Sich für das Spektakel der Medien zu prostituieren, ist die eine Sache, die wir als frei-denkende Menschen für uns selbst abschätzen müssen und dabei auch die daraus resultierenden Konsequenzen in unserer eigenen Verantwortung liegen. Eine andere Sache ist es aber ein befriedetes Zerrbild zu präsentieren, um jenen zu gefallen, die die Trends unserer Zeit bestimmen. Um den Schreibtischtätern der Journaille zu gefallen, und im weiteren Sinne eine saubere Weste zu tragen, um im politischen Zirkus eine Stimme zu haben. Das bringt uns zu der Frage nach dem subversiven Gehalt des Anarchismus. Beziehungsweise die Subversion bei jenem Anarchismus in Frage zu stellen der von den großen Organisatoren, Wissenschaftlern, und Anführern vertreten wird.

Das Verhalten den Medien gegenüber ist in diesem Zusammenhang immer wieder zur Diskussion gestanden. Ich bin dagegen, sich genötigt zu fühlen mit allen in Kontakt zu treten, die im Entferntesten der Verbreitung irgendwelcher Teile unserer Idee zuträglich sein könnten. Was in den meisten Fällen auch gar nicht stimmt. Zu oft haben wir beobachtet wie die ‘Taktierer’ unter den Antiautoritären die versuchten sich mit der Presse zu arrangieren, sich erst einmal aller Kanten und Spitzen die die Subversivität ihrer Ideen ausgemacht haben entledigten. Dann wurden sie dennoch vorgeführt, obwohl ihr gesamtes Auftreten, ihre ganze Anbiederung bereits so konform war, dass man dabei nicht mehr von Subversion sprechen konnte.

In vielen Debatten werden wir sehr schnell auf den Boden der Tatsachen zurückgeholt wenn wir tiefer gehen wollen. Ich sehe mich nicht gezwungen auf allen möglichen Kongressen zu verweilen, nur weil sich diese eben als ‘anarchistisch’ bezeichnen. Wir haben alle das Treiben auf dem letzten ‘großen anarchistischen Weltkongress’ verfolgt. Schon der Aufruf hat uns einiges verraten.

[...] Die Entscheidungen des Organisationskomitees werden prioritär durch Konsens während der Versammlungen getroffen. [...] Sollte dies nicht möglich sein, werden die Entscheidungen per 3⁄4-Mehrheit getroffen.

◆ ◆ ◆ ◆ ◆ ◆ ◆

▸ Herausforderung
Können Sie aus dem Auszug über Anarchismus und Medien den Abschnitt von „In vielen Debatten“ bis „per 3⁄4-Mehrheit getroffen.“ wortgetreu abschreiben?

◆ ◆ ◆ ◆ ◆ ◆ ◆

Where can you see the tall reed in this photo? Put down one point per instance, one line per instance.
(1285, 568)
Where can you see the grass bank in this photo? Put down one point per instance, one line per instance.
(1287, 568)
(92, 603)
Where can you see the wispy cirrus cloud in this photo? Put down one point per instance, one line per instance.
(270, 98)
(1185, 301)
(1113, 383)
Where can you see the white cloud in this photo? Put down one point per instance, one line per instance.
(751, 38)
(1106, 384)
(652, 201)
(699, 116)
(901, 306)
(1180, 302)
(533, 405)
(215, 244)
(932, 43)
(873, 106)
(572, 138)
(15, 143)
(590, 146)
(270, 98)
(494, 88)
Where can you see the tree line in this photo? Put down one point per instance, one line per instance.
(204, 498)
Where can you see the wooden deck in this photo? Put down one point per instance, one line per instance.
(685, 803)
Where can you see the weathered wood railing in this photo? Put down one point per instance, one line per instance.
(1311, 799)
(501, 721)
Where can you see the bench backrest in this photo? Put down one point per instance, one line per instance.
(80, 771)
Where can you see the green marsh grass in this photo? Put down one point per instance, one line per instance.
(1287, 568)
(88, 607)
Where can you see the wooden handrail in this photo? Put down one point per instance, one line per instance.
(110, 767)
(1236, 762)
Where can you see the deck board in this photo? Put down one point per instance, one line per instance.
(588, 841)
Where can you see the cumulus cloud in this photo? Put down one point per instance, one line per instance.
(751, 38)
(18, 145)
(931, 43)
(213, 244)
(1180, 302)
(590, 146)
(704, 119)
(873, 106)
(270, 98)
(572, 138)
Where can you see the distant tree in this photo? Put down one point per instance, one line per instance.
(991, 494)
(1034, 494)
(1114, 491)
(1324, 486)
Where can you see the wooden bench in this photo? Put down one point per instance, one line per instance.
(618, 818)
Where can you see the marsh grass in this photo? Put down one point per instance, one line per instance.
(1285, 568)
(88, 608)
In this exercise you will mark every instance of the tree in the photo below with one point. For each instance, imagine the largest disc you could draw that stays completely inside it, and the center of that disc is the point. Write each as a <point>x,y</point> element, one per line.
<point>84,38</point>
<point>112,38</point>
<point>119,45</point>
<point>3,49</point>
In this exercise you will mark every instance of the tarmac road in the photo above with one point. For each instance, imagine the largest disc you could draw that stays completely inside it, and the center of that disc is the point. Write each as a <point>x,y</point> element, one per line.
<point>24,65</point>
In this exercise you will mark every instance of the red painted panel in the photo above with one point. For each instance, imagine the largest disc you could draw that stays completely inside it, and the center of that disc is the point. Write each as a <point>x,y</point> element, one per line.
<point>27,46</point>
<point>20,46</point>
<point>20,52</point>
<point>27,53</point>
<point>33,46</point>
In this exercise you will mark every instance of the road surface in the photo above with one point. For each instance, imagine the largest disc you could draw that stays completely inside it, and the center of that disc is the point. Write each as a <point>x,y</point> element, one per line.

◆ ◆ ◆ ◆ ◆ ◆ ◆

▸ Gelöste Aufgabe
In vielen Debatten werden wir sehr schnell auf den Boden der Tatsachen zurückgeholt wenn wir tiefer gehen wollen. Ich sehe mich nicht gezwungen auf allen möglichen Kongressen zu verweilen, nur weil sich diese eben als ‘anarchistisch’ bezeichnen. Wir haben alle das Treiben auf dem letzten ‘großen anarchistischen Weltkongress’ verfolgt. Schon der Aufruf hat uns einiges verraten.

[...] Die Entscheidungen des Organisationskomitees werden prioritär durch Konsens während der Versammlungen getroffen. [...] Sollte dies nicht möglich sein, werden die Entscheidungen per 3⁄4-Mehrheit getroffen.